WHAT YOU SHOULD DO: Report how many lines of the data below contain the string "covered", and reply with that number alone.

RECORD EXTRACTS:
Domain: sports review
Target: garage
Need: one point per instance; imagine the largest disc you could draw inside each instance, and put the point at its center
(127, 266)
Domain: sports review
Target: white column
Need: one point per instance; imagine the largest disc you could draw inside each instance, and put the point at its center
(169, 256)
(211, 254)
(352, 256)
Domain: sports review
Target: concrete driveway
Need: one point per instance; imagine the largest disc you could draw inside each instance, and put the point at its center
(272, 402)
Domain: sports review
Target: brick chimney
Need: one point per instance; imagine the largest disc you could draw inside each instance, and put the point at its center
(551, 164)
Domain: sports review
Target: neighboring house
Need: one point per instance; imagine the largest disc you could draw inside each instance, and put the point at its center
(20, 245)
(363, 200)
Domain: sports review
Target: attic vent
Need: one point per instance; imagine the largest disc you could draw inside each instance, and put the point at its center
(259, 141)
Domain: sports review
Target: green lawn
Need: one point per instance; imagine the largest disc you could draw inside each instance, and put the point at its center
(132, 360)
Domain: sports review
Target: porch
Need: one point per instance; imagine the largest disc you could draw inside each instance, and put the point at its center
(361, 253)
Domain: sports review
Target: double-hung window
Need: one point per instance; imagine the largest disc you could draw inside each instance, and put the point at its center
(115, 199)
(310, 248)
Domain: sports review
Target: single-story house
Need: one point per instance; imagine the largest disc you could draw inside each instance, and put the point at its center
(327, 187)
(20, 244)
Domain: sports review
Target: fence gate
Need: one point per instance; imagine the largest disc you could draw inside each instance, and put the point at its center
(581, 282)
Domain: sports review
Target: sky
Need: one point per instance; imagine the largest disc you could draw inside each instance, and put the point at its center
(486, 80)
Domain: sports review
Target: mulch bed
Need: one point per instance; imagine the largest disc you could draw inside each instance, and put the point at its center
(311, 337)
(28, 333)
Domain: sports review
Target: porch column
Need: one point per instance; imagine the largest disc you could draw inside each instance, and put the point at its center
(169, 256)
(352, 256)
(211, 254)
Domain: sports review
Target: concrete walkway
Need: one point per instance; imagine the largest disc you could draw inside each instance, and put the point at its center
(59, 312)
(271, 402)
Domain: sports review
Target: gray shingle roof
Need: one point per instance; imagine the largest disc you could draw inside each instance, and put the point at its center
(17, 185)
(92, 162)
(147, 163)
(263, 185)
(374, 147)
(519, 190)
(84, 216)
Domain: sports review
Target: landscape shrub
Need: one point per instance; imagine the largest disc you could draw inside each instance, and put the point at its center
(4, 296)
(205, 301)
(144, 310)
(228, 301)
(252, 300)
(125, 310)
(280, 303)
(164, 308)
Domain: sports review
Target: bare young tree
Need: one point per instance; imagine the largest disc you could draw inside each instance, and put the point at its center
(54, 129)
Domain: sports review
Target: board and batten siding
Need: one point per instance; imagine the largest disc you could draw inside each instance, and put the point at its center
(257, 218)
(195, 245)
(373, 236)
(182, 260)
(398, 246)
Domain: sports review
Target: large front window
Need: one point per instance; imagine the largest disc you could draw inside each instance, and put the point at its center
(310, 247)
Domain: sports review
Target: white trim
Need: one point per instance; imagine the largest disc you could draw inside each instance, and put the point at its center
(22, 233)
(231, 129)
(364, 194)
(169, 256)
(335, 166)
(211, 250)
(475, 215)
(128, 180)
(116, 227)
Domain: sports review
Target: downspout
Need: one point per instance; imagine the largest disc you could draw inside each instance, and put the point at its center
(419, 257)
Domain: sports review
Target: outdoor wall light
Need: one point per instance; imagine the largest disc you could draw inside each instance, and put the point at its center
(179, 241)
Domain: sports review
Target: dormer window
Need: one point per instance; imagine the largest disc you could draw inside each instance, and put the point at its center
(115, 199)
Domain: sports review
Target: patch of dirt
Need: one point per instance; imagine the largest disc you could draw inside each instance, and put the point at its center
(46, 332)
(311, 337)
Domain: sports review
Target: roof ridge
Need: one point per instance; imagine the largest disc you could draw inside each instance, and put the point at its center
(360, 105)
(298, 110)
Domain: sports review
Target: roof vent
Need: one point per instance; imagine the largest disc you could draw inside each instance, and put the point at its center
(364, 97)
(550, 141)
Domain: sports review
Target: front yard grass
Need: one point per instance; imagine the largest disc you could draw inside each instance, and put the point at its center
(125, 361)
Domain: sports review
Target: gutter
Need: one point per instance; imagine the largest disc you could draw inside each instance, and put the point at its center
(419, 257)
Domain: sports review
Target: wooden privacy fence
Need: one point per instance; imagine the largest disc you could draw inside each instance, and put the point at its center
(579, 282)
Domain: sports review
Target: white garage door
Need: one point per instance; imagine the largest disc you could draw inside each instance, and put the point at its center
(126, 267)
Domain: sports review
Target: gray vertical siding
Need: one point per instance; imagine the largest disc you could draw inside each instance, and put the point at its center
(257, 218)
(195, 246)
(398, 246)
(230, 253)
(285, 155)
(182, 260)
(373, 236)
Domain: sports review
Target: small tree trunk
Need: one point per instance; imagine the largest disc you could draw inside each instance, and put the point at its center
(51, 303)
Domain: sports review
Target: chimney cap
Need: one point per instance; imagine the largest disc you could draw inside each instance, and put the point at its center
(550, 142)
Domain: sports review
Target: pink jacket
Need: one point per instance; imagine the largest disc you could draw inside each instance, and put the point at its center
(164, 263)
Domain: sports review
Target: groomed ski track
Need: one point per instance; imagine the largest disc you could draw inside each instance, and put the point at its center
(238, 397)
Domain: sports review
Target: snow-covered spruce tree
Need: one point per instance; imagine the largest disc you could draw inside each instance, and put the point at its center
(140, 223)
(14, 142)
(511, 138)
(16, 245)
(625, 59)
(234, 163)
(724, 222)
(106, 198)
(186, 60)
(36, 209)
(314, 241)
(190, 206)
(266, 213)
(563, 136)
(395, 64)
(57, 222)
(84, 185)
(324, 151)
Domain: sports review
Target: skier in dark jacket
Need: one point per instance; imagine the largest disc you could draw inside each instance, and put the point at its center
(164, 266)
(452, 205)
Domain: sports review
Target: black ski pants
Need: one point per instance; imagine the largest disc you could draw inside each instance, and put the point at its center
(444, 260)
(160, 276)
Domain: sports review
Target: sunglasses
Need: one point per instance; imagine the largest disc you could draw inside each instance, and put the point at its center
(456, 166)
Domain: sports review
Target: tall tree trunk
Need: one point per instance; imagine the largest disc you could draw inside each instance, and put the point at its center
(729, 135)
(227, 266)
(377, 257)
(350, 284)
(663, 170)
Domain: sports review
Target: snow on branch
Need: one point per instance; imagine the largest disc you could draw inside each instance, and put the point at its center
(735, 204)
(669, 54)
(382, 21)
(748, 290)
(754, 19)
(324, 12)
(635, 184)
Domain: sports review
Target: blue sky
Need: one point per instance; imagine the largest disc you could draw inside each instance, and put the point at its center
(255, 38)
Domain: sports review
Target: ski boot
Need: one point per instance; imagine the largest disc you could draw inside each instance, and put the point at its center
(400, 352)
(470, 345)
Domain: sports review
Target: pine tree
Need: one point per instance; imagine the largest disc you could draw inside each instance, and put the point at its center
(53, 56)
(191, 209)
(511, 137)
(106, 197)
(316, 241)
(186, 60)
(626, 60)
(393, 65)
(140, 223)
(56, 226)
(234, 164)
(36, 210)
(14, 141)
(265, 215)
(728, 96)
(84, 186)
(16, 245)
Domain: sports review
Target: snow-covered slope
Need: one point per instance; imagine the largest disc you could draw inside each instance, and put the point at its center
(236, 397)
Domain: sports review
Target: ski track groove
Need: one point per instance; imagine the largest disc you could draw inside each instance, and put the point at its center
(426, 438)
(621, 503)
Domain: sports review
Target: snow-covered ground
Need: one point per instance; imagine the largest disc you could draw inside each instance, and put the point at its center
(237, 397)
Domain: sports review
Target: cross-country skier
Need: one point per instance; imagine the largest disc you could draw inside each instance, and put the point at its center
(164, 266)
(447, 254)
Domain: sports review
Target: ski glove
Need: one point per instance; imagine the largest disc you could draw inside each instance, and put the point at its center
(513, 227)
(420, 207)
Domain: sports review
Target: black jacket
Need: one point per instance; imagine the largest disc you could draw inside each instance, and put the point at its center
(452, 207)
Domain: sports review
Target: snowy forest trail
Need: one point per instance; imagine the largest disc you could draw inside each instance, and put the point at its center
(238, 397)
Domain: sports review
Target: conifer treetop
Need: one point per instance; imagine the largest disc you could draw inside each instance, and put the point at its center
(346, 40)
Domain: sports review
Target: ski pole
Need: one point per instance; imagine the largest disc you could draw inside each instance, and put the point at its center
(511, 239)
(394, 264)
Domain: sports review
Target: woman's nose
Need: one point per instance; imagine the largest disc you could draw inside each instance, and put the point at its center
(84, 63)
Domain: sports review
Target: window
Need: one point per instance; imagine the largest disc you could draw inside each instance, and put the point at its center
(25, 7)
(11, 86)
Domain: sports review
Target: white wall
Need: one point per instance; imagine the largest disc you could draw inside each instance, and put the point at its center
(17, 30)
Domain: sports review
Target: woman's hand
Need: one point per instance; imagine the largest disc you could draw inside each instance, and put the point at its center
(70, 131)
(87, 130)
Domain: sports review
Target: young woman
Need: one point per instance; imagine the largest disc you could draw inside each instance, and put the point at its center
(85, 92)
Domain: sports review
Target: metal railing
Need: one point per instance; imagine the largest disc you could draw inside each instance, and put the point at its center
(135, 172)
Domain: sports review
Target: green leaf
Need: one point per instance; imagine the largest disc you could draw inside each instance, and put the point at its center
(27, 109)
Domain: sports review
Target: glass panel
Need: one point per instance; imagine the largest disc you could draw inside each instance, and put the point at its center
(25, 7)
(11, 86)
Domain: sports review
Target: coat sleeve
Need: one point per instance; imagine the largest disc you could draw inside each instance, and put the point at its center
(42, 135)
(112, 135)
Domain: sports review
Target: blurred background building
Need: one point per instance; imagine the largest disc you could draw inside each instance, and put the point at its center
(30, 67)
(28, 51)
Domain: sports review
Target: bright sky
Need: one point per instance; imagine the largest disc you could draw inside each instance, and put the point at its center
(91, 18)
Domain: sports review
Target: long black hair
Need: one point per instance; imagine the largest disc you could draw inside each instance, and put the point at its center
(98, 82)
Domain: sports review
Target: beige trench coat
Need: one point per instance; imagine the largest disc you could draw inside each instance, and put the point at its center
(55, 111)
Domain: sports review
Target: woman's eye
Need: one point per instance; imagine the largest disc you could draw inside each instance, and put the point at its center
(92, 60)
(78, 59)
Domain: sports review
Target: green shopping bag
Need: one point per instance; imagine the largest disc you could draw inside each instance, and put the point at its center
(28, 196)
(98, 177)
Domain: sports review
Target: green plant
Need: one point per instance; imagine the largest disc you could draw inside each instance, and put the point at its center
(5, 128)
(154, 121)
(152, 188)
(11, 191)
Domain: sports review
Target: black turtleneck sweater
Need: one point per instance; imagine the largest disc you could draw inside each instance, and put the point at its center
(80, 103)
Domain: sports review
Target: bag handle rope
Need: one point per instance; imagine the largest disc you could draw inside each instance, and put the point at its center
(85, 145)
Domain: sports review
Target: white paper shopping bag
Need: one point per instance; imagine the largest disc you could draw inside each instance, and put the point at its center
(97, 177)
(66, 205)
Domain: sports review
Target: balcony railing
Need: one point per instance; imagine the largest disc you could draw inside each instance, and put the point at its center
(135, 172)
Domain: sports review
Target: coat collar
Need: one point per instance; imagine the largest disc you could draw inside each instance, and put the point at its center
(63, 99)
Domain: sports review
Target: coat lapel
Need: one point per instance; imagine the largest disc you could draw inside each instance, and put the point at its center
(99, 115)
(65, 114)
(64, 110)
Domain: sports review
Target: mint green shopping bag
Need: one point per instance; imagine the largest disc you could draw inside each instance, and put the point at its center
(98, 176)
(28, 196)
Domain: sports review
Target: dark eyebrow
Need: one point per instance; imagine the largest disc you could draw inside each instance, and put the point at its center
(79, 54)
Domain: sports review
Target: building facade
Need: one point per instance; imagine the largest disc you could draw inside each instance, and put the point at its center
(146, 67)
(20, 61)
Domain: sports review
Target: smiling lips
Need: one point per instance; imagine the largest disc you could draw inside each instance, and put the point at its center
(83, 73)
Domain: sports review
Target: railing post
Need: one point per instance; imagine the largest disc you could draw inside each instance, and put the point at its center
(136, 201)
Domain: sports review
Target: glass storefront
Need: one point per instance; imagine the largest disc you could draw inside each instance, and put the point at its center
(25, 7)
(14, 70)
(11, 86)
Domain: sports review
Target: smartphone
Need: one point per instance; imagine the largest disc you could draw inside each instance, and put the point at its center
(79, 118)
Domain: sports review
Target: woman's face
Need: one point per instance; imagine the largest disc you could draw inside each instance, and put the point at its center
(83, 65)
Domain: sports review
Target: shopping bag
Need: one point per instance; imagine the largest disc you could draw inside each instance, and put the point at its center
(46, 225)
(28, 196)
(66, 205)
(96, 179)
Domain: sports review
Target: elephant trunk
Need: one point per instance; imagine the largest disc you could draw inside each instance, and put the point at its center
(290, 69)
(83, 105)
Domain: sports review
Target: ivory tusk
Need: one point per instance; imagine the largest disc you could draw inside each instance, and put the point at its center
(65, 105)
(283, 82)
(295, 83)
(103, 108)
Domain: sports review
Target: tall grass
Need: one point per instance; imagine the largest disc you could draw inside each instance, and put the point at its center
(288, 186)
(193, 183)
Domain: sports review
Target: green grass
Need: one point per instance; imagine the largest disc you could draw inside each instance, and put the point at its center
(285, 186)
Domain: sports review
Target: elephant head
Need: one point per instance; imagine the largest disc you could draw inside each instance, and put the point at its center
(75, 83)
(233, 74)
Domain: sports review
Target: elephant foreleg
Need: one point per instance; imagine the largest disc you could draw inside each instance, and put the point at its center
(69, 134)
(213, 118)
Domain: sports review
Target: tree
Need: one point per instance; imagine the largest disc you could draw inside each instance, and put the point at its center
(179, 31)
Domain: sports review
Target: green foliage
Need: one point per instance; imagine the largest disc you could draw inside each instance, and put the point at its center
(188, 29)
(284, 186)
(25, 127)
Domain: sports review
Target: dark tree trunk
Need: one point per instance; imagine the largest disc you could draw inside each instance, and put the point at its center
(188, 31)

SOLUTION TO THIS EXERCISE: 3